# [EXCERPTED DATA]
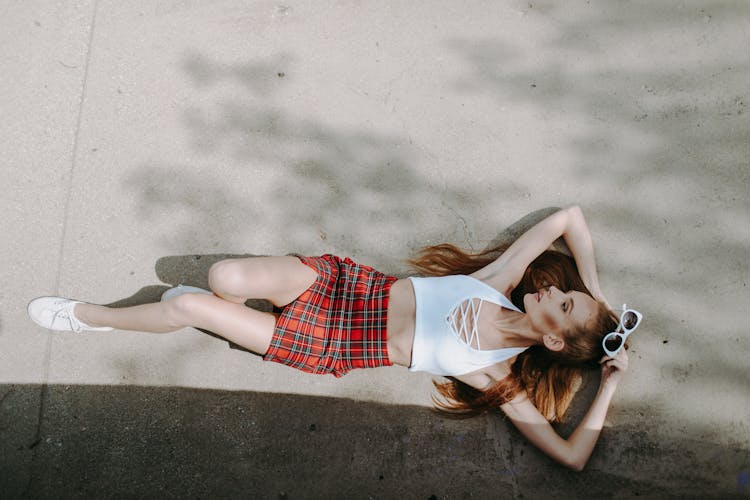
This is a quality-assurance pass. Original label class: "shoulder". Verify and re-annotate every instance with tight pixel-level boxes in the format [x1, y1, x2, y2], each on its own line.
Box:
[468, 269, 516, 298]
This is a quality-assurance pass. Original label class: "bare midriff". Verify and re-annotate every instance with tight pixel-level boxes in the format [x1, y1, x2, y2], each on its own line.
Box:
[386, 278, 417, 367]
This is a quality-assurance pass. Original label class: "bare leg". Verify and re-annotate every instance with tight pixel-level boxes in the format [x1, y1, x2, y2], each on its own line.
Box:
[75, 295, 278, 354]
[207, 256, 318, 306]
[73, 256, 318, 354]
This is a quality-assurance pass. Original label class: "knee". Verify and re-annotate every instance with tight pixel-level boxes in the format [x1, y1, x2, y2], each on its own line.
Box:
[164, 293, 205, 327]
[208, 259, 246, 296]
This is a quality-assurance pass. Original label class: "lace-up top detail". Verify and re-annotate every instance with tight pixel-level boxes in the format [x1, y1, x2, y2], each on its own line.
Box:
[408, 275, 529, 376]
[447, 298, 484, 349]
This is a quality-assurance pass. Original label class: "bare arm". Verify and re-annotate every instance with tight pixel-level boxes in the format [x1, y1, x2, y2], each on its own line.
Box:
[471, 206, 607, 303]
[499, 349, 629, 471]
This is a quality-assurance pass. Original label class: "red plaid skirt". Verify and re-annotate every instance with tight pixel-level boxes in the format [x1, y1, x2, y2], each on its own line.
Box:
[263, 254, 397, 377]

# [WHAT TO DO]
Please restate the entries word for word, with all pictures left out.

# [TASK SOLUTION]
This is a quality-assurance pass. Original label class: "shoulder". Verify and re-annotate every instance with tight pixel-level boxes in the format [x1, y1, x2, y2], each on its own line.
Box:
[468, 269, 516, 298]
This is a quality-assurance pass. Original label class: "bare midriff". Verify and re-annotate every instance with tight pixel-level boxes in the format [x1, y1, x2, y2], each on its own line.
Box:
[386, 278, 417, 367]
This is a quality-assurance pass. Original label class: "bare leg". Verify and re-annotate every instance with tight pixel-level boxes in the format [x1, y1, x2, y2], each on its own line.
Box:
[75, 295, 278, 354]
[207, 256, 318, 306]
[73, 256, 318, 354]
This is a quality-assurance pass. Original label class: "knee". Verify and re-annotate every instance with tight pixel-level boxes in the format [x1, y1, x2, y2], each on its own line.
Box:
[164, 293, 205, 327]
[208, 259, 246, 296]
This is a quality-assurance pass. Original label class: "lace-up top detail". Verify and re-annotate every instance with tight pixel-level boxes in the format [x1, y1, x2, y2], each on its own line.
Box:
[408, 275, 529, 376]
[447, 298, 484, 349]
This is a quality-assurance pass. Original label class: "bare arm". Verify and re-annotate every instance with tight pixel-level boxes in the format [x1, y1, x2, y2], each on its own line.
Box:
[471, 206, 607, 303]
[499, 349, 629, 471]
This is a quality-assurance pass. Original label class: "red plaid skirt". Verify and re-annotate every instance with tight pixel-level boxes in the format [x1, y1, x2, y2], each on its own line.
Box:
[263, 254, 397, 377]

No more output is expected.